What's more, If You're Lucky, Your Heart Will Break breathes new life into the Buddhist ideas of karma and rebirth - as well as the Buddhist precepts of ethical action - and finds for them kinship in other spiritual endeavors. Even the most cynical of hearts will find resonance in Ford's compassionate presentation of basic human truths.
PUBLISHERS WEEKLY
Musing on topics related to awakening, koans, and ethical principles, Ford (Zen Master Who?), a Zen Buddhist priest and Universalist Unitarian minister, uses personal anecdotes, traditional Buddhist stories, and biblical references to illustrate his ideas. The discussion of what he calls "liberal Buddhism," as opposed to traditional Buddhism, is informative; the former applies reason and humanism to this ancient tradition rather than accepts teachings as a given. For example, he critically examines the concepts of karma and rebirth and argues for a "deep agnosticism." Ford finds his own justifications for ethics in "natural law," and explicates his version of a moral code in detail. His advice can be down-to-earth and practical, such as his hints for finding a good Zen teacher. Unfortunately, the writing is marked by frequent clich s ("The awakened person is one with the flow of cause and effect") and uninspired generalities ("There is something of a tragic cast to our lives"). In a crowded field of works by Buddhist meditation masters and writers of the Zen essay, Ford's work is of moderate interest for his perspective on one of the emerging styles of American Buddhism.

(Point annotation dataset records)

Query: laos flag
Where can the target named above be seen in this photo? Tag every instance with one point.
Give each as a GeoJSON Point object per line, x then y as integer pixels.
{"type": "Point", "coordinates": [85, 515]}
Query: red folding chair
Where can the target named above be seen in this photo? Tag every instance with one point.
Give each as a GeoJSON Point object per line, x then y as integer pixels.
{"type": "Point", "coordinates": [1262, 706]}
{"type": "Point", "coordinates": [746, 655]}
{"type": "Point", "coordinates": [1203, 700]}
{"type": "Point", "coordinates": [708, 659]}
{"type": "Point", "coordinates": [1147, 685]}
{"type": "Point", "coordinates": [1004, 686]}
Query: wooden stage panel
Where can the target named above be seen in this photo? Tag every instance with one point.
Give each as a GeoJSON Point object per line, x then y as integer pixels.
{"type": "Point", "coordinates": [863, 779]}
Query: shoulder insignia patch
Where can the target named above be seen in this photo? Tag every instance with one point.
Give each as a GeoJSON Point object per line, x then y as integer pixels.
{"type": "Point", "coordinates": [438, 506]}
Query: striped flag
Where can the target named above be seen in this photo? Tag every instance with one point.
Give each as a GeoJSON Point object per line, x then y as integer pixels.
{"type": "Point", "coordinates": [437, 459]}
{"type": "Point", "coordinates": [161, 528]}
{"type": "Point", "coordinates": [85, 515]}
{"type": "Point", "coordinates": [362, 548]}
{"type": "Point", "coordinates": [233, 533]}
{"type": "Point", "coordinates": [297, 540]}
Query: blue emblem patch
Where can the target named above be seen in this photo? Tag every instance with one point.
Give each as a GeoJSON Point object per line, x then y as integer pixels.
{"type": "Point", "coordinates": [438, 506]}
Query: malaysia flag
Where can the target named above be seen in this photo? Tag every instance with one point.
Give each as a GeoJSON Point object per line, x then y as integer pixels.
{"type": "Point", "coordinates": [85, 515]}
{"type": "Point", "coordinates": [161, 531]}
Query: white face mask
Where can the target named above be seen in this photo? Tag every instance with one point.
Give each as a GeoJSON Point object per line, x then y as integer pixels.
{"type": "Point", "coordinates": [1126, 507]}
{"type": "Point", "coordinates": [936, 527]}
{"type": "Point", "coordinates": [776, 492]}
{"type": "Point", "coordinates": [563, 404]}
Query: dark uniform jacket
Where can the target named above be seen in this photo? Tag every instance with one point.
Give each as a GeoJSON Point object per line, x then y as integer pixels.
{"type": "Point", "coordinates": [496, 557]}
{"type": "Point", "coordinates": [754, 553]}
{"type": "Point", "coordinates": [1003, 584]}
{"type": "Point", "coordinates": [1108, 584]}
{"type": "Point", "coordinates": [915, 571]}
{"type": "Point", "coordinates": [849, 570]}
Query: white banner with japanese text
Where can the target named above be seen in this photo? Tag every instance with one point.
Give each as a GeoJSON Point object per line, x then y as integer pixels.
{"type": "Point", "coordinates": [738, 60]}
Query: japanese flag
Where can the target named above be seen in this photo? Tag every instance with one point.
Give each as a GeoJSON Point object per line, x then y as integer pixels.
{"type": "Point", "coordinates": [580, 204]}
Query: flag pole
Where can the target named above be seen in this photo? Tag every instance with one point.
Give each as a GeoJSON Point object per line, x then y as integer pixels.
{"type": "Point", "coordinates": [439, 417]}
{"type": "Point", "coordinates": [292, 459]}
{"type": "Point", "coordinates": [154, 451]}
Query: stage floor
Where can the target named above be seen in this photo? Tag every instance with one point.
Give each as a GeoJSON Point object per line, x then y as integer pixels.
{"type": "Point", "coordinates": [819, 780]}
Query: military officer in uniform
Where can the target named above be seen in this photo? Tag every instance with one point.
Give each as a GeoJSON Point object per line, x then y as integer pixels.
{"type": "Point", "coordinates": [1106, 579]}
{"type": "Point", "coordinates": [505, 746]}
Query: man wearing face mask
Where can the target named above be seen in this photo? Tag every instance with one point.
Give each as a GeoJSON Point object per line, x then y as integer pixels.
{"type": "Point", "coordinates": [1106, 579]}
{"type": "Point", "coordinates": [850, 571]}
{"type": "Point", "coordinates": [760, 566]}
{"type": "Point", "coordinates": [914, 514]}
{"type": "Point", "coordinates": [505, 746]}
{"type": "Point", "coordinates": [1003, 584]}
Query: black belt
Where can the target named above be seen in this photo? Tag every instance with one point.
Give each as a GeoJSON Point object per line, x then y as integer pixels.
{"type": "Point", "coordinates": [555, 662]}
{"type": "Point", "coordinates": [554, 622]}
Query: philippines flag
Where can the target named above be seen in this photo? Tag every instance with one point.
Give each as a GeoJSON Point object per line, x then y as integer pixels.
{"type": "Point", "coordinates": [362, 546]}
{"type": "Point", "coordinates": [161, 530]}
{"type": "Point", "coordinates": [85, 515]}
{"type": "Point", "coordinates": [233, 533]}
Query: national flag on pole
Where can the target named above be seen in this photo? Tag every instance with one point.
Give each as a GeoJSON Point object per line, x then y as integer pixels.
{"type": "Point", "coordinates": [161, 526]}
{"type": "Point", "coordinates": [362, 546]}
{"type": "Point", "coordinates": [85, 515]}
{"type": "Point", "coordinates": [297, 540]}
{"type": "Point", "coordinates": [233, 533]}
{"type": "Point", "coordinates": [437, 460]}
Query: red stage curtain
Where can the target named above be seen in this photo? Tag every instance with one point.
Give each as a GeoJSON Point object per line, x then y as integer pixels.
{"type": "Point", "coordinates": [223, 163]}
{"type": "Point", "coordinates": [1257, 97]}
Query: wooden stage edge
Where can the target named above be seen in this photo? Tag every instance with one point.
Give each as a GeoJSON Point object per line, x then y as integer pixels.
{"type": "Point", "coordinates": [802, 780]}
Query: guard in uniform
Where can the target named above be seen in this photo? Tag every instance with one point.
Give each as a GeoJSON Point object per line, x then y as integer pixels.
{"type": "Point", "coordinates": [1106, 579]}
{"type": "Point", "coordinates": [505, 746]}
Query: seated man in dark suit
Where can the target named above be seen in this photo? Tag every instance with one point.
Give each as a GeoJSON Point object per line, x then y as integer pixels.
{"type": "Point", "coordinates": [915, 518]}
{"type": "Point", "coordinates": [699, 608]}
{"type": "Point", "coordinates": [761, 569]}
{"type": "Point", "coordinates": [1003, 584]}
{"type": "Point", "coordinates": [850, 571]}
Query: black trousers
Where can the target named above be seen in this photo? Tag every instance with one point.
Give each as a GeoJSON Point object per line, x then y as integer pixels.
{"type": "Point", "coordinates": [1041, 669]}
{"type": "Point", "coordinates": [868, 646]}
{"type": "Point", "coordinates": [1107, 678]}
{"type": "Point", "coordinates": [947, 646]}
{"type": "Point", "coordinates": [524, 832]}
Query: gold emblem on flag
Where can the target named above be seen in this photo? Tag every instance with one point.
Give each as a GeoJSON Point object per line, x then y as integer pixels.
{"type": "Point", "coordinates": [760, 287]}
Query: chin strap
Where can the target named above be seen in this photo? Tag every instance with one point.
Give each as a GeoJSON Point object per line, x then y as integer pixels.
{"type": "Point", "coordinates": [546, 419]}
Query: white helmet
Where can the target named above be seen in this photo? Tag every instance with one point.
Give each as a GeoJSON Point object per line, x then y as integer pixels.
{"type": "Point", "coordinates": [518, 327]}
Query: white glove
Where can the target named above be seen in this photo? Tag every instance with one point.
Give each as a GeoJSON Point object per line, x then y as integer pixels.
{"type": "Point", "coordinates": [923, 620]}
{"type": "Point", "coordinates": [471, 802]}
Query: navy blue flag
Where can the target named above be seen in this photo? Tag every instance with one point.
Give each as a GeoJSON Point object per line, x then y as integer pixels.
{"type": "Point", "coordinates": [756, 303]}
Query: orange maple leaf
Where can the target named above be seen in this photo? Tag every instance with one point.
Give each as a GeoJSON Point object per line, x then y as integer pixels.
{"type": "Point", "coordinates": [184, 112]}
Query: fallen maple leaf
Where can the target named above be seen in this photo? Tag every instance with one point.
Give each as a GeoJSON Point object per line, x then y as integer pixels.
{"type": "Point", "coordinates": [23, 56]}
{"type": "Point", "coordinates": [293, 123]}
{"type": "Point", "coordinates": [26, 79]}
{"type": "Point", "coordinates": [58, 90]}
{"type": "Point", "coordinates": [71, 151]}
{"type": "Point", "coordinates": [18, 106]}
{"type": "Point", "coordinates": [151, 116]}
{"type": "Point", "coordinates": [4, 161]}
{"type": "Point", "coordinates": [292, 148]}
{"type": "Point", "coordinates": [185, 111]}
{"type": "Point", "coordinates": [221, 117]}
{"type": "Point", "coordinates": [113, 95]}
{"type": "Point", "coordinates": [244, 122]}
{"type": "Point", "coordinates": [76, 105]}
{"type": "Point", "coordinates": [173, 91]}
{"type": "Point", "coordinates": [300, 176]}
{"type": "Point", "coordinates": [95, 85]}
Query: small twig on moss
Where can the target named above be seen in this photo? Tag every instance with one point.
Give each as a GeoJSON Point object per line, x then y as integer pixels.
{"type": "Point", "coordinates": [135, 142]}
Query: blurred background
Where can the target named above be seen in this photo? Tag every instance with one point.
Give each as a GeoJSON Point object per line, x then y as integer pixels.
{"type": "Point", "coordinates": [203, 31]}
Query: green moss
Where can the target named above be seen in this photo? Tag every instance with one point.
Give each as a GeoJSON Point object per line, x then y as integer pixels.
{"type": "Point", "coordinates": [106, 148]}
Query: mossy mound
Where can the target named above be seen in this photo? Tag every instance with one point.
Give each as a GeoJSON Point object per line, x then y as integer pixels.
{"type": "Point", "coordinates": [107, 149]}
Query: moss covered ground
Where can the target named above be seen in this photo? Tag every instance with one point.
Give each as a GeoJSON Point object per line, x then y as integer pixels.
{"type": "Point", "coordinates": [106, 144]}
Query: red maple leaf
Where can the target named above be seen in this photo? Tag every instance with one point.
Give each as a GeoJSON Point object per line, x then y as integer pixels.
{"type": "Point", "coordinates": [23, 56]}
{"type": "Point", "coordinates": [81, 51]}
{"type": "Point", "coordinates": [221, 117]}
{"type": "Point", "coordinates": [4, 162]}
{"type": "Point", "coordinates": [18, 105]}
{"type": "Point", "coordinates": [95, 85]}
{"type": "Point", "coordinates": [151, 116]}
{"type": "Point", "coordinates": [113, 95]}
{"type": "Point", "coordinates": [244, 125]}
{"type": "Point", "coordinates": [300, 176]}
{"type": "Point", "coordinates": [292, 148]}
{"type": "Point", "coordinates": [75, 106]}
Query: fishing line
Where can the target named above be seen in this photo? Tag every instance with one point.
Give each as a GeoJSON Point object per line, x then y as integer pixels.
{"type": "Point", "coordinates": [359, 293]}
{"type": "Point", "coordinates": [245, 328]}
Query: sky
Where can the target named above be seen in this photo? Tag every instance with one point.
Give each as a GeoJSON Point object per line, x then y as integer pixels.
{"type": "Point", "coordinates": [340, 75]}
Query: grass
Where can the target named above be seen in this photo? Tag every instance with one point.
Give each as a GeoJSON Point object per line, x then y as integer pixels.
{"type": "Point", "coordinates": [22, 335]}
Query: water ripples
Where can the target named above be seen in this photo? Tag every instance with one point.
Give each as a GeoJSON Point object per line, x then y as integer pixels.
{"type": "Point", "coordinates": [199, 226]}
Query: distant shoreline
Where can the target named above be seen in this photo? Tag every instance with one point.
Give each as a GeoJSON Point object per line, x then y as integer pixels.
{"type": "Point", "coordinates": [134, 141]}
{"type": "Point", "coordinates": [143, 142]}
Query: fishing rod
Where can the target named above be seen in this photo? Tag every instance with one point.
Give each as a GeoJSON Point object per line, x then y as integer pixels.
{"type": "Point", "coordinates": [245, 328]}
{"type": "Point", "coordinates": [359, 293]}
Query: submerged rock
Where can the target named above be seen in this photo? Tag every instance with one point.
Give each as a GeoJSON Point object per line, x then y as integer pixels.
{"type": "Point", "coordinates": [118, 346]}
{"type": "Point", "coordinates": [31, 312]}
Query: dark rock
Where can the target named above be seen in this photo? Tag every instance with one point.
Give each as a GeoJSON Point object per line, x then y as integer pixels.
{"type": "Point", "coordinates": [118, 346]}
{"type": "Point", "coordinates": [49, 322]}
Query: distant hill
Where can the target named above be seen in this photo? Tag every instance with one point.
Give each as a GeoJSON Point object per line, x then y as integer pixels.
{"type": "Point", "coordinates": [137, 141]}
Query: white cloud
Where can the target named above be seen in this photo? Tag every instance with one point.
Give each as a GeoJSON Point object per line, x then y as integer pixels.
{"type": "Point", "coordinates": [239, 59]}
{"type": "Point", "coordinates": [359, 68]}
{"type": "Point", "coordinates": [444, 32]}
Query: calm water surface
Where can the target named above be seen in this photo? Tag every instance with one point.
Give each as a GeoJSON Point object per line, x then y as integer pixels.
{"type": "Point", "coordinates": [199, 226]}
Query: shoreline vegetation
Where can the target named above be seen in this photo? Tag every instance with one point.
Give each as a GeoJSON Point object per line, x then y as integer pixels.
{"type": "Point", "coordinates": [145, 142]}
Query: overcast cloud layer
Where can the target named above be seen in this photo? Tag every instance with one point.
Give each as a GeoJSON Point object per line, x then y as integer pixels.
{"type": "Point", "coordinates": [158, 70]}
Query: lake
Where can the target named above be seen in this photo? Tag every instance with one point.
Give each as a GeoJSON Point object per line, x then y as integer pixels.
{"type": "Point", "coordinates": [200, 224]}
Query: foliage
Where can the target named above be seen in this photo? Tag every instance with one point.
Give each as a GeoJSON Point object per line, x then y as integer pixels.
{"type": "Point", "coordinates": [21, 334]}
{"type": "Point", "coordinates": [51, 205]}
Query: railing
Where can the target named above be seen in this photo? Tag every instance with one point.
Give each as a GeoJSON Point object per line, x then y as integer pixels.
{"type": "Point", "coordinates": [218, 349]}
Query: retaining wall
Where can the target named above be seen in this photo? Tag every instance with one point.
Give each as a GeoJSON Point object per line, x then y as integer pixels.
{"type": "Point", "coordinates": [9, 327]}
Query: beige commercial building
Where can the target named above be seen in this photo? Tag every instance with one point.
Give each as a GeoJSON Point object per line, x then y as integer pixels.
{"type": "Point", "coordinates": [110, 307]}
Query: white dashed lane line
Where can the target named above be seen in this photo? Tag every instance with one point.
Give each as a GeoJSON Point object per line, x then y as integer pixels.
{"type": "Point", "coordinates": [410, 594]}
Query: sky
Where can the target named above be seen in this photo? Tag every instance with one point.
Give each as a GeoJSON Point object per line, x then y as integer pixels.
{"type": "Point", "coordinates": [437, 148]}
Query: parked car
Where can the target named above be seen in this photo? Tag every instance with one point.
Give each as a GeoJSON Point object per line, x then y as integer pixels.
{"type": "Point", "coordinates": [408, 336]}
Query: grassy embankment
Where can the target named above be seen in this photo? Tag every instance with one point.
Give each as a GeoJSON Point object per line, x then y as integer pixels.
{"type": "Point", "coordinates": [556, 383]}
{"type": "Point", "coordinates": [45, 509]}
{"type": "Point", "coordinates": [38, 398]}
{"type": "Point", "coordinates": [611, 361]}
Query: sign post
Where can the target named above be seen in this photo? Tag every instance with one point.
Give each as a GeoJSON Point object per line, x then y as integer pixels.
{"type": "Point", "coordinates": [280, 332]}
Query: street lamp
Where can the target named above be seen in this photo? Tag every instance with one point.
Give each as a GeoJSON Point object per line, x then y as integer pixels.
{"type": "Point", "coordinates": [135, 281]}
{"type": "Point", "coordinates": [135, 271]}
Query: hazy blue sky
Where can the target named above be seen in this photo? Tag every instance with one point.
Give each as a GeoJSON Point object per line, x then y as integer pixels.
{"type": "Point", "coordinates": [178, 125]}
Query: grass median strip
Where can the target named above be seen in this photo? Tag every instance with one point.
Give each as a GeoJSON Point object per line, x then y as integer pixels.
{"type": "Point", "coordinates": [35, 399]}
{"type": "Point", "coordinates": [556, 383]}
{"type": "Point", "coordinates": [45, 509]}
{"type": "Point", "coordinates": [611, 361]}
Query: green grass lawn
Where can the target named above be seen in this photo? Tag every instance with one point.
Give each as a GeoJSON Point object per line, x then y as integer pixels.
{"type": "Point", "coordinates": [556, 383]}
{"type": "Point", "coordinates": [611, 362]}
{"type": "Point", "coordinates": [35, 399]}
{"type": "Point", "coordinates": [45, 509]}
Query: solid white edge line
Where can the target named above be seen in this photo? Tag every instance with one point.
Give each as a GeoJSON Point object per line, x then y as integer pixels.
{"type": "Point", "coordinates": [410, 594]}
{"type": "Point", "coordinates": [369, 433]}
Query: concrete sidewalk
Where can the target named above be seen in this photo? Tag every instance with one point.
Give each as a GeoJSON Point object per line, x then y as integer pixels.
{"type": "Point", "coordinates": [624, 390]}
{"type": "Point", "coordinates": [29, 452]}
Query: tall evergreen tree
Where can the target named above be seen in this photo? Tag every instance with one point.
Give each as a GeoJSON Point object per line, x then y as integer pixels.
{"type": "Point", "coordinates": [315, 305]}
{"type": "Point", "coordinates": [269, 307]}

**Written exercise**: Copy from the book review the passage between "What's more, If" and "basic human truths.", inclusive.

**Output of the exercise**:
What's more, If You're Lucky, Your Heart Will Break breathes new life into the Buddhist ideas of karma and rebirth - as well as the Buddhist precepts of ethical action - and finds for them kinship in other spiritual endeavors. Even the most cynical of hearts will find resonance in Ford's compassionate presentation of basic human truths.